Criteria for Tumor-Progression

During the course of the disease, glioma change their size and aggressiveness. This process is called tumor progression. Neuroimaging criteria have been defined in the beginning of the nineties of last century that define imaging criteria for progression. These so-called Macdonald criteria also define whether the tumor is said to be stable, or shows progression, i.e. increases size and changes its level of aggressiveness. Since the first definition of these Macdonald criteria the treatment of glioma has changed a great deal. The tumors are nowadays treated with a combination of radiation therapy and chemo-therapy with temozolomide. Very recently, new anti-angiogenic drugs came on the market that slows down or prevent the growth of new blood-vessels that feed the brain-tumor, and by this, to stop further tumor growth. Radiation therapy changes the characteristics of the blood-brain-barrier and the irradiated tissue will show signal enhancement in T1-weighted MR-images. Signal enhancement however is in untreated tumors associated with high grade gliomas. This means that an irradiated low-grade tumor may appear as an high-grade tumor after therapy. This effect is recognized, and is called pseudo-progression of the tumor. The effect of anti-angiogenic drugs is opposite: the T1-signal enhancement” disappears due to restoration of the blood-brain-barrier, but the tumor is still there. This effect is called pseudo-response. These effects were recognized by the Response Assessment in Neuro-Oncology (RANO) Working Group that adapted the Macdonald criteria for glioma progression classification.

At the time of the first formulation of the Macdonald criteria at the beginning of the nineties of the last century, a standard MR-examination consisted predominantly of T1- and T2-weighted MR-imaging. In the meantime MR neuro-imaging techniques have developed tremendously. As mentioned above, diffusion weighted imaging (DWI-MRI), perfusion weighted imaging (PWI-MRI) have been established today, and are frequently applied for initial tumor diagnosis and tumor-progression evaluation. Also MRS has established itself as a valuable tool for initial tumor diagnostics and progression evaluation. Despite the fact that these techniques have been established, their use in tumor-progression evaluation in the RANO criteria is still very limited.

» Information shown
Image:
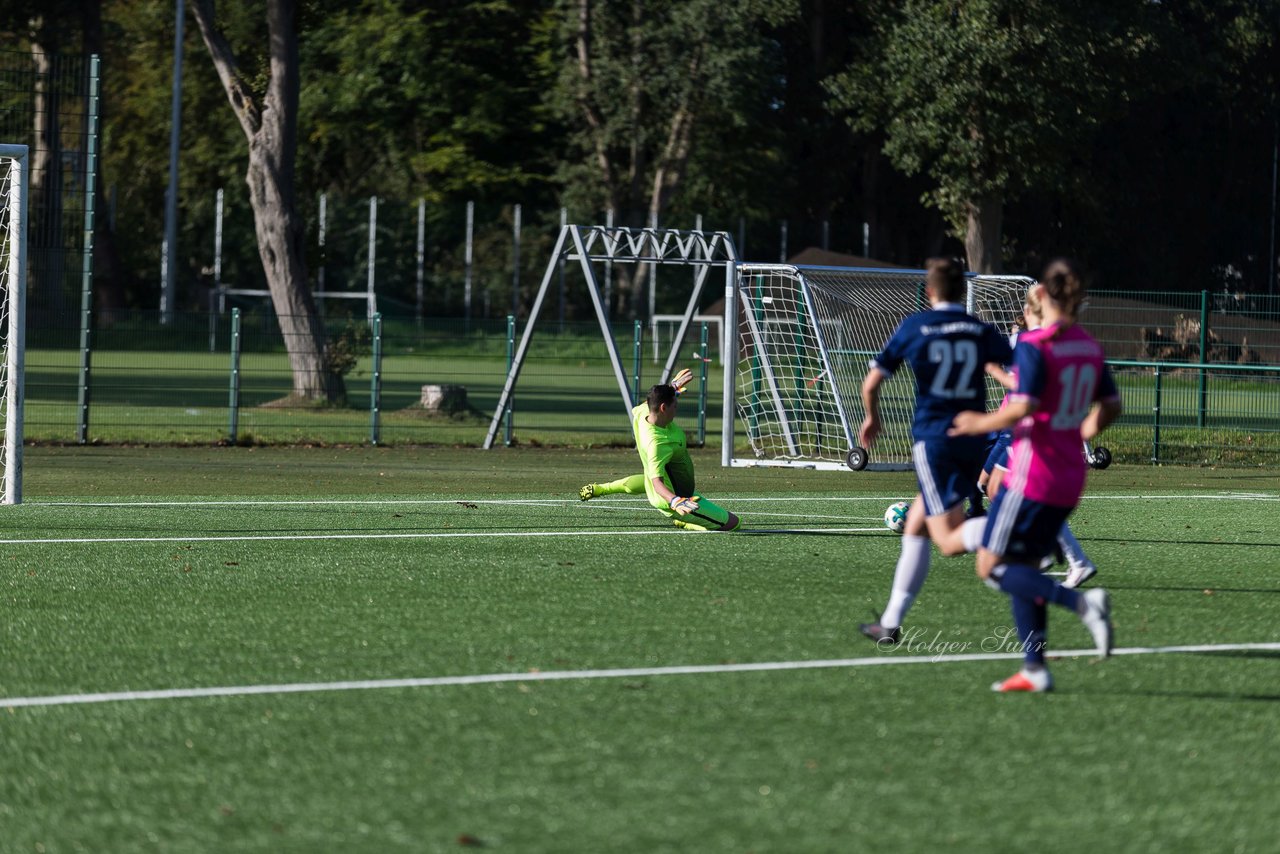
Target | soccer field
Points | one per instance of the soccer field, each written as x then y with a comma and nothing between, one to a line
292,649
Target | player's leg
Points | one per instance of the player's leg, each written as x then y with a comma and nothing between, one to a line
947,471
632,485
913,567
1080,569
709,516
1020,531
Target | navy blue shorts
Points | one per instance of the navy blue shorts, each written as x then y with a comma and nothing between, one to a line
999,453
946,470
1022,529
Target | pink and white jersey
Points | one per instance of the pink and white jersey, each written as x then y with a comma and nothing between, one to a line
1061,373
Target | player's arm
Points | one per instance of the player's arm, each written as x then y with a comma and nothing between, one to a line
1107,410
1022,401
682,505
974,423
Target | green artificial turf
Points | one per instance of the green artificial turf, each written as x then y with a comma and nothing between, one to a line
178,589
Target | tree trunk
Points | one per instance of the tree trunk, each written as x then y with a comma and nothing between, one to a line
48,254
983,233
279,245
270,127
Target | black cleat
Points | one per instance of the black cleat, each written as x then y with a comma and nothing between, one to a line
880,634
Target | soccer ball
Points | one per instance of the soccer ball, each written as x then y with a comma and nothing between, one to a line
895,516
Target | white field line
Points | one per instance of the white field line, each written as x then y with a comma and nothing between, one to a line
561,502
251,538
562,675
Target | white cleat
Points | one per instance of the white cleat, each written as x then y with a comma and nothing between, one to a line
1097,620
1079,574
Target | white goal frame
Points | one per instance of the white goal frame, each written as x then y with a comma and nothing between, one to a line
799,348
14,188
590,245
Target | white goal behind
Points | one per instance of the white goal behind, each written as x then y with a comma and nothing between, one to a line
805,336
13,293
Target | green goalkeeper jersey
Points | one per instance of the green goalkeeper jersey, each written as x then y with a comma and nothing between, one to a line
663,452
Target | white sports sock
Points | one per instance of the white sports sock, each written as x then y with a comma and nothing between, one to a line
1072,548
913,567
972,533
==
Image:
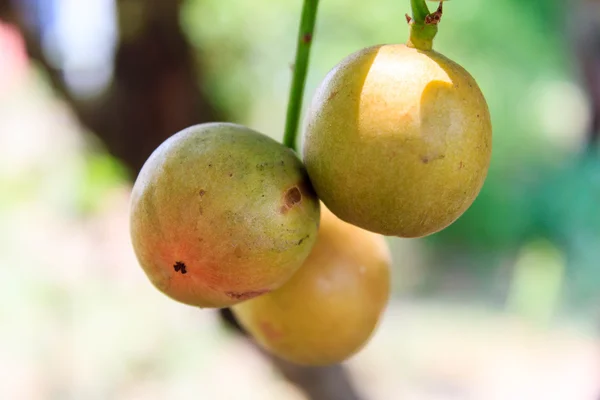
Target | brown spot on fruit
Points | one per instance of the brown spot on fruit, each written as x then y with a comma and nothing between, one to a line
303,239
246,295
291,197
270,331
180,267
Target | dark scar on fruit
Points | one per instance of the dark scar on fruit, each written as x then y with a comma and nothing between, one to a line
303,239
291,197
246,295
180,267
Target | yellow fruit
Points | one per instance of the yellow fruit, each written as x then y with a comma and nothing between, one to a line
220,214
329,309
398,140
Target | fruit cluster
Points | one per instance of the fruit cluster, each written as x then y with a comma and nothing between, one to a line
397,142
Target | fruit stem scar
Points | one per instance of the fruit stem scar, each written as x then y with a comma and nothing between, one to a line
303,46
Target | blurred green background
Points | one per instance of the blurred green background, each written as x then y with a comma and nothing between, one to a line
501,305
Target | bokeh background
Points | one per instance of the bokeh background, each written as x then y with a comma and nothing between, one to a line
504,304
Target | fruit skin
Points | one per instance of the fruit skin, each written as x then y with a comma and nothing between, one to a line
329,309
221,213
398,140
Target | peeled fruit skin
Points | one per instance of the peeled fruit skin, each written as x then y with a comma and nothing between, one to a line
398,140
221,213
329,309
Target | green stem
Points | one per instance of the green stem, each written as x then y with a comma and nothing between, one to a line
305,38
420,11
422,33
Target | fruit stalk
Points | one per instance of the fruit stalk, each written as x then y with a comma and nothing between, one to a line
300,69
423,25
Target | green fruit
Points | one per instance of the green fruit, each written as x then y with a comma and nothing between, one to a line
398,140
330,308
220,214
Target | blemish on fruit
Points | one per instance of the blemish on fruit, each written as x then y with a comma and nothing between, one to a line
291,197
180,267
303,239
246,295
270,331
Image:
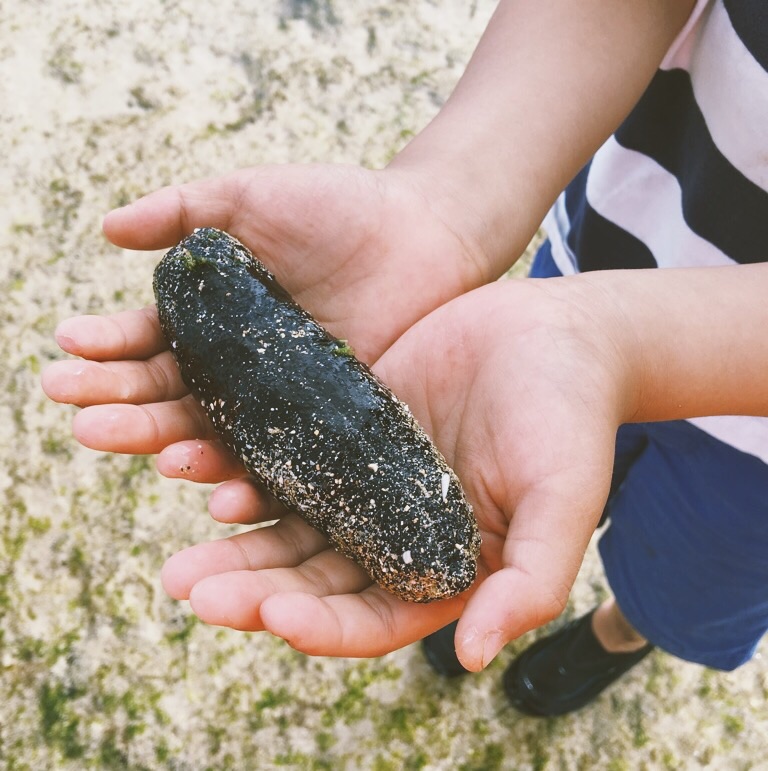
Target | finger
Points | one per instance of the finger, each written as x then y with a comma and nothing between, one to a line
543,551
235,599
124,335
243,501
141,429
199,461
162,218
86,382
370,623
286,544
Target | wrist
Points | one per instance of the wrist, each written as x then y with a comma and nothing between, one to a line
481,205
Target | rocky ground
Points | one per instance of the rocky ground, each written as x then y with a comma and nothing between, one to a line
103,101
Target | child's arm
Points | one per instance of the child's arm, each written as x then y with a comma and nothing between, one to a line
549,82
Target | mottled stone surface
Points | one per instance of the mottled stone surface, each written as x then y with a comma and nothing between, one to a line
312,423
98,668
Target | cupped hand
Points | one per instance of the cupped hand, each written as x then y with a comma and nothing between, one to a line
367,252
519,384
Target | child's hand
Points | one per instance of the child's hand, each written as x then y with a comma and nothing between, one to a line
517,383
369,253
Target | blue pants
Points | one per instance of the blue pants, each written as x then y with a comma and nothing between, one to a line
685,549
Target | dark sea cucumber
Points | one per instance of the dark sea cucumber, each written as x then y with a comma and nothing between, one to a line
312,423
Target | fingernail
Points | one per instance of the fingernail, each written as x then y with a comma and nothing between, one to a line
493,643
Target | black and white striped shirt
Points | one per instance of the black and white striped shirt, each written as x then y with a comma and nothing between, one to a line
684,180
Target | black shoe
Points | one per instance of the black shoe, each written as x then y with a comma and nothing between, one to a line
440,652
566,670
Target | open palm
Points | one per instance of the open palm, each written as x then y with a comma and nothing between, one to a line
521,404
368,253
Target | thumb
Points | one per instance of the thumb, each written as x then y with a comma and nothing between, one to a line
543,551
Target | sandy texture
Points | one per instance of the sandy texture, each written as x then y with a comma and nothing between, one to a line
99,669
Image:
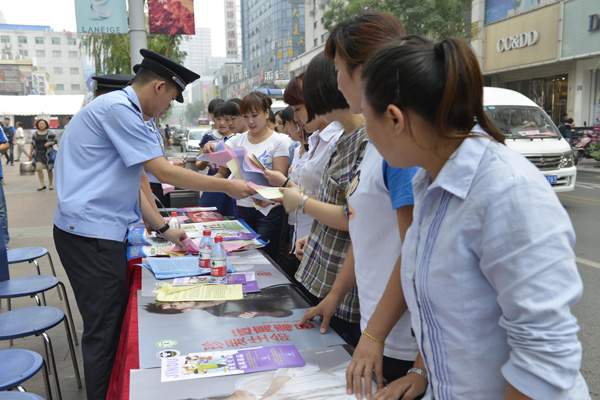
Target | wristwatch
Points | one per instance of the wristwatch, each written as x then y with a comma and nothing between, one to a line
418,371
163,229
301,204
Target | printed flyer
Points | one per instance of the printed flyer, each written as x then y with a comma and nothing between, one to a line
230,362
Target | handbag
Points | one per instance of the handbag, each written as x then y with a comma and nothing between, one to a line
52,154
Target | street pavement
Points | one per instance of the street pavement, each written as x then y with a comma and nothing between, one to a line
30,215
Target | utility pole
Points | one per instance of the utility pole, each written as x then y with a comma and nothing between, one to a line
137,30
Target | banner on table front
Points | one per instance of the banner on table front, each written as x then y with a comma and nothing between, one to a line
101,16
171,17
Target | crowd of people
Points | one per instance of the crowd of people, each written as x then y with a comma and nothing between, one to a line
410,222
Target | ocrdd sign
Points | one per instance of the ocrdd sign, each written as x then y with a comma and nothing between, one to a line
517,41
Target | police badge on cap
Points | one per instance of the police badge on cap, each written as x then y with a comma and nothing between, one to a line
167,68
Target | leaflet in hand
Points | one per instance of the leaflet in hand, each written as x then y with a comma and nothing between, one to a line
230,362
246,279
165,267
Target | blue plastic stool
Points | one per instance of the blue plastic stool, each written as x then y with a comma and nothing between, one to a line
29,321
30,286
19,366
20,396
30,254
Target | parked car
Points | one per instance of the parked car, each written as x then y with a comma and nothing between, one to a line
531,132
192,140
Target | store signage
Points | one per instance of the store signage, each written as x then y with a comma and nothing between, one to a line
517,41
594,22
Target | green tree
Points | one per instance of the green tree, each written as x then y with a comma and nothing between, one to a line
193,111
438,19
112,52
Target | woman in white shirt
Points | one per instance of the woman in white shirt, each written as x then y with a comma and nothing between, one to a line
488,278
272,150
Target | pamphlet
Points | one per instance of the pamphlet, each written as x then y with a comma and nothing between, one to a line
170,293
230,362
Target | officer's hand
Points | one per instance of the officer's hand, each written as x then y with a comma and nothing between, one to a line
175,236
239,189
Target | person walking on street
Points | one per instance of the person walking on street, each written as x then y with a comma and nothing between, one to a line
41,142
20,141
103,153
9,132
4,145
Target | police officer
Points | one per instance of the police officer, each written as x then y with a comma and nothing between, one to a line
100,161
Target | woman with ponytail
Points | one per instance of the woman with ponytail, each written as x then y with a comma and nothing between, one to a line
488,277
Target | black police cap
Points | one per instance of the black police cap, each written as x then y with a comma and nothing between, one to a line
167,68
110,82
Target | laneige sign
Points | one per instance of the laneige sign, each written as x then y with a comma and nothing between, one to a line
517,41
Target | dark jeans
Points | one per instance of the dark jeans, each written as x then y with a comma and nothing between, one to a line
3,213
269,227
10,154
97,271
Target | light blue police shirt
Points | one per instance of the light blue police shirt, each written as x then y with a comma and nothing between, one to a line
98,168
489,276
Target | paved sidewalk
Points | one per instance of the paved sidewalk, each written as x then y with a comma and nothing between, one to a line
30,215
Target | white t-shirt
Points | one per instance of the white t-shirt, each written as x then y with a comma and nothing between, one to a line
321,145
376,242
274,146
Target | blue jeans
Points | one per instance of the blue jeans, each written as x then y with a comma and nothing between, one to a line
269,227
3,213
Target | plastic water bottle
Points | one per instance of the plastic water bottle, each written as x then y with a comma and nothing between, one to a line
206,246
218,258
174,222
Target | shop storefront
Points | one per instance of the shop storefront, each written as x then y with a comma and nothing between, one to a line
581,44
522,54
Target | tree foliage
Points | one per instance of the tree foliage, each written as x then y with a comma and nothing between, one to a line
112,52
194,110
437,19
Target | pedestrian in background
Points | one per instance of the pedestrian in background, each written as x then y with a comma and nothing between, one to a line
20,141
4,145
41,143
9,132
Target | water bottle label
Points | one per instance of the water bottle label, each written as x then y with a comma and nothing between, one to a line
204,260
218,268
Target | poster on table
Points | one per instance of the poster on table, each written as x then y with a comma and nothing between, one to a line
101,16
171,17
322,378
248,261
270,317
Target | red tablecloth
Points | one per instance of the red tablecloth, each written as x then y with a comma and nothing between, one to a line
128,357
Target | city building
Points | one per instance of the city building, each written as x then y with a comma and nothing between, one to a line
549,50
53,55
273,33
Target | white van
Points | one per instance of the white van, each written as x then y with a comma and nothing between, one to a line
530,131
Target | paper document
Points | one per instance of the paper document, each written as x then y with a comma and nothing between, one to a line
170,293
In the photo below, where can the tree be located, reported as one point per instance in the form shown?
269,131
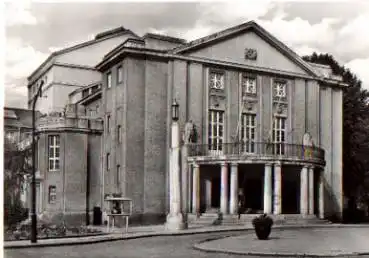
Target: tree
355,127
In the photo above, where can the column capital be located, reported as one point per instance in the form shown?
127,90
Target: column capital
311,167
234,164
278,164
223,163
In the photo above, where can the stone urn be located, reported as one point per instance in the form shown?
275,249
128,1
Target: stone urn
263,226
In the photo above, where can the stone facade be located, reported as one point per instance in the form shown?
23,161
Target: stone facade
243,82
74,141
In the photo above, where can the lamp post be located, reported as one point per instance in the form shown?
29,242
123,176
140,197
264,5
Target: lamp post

» Tasks
#1 List every MR imaging technique named in the passage on glioma progression criteria.
#2 Carry on the passage about glioma progression criteria, starting right after its final sentence.
The records have nothing to do with the text on tumor progression.

» Responses to the tasks
#1 T1-weighted MR-imaging, T2-weighted MR-imaging, diffusion weighted imaging (DWI-MRI), perfusion weighted imaging (PWI-MRI), and MRS.

#2
Image Analysis

During the last 30 years the analysis of digital medical MR-images has considerably improved. There are novel computer aided methods available now for automatic tumor detection within the images, and automatic tissue classification. This study will focus on the use of so-called “texture parameters” in combination with advanced statistical classification methods.

Aims of this Study

The primary aim of our proposal is to improve the reliability of tumor progression evaluation. To do so, this study foresees the acquisition of T1-, T2-weighted, perfusion-, diffusion-weighted MR-images, as well as localized MR-spectra of de novo glioma patients before, during and after treatment by neurosurgery, radio-chemotherapy and/or anti-angiogenic therapy. With the aid of a tumor progression analysis tool that will be further developed during the study, the clinician can analyze simultaneously all MRI/MRS data and can extract relevant tumor progression information from the tool. At least 80 so-called image texture analysis will be derived from the MRI an MRS datasets for 90 high grade glioma patients as a function of time. MR-measurements will be made at first diagnosis, after neuro-surgery, and during the standard regular 3 month interval follow-up examinations for a period of 2 years. We hypothesize that by retrospective analysis of the collected data, we will be able to distinguish true tumor-progression from pseudo-progression, and true tumor-response to therapy, from pseudo-response, enabling targeted patient treatment in the future.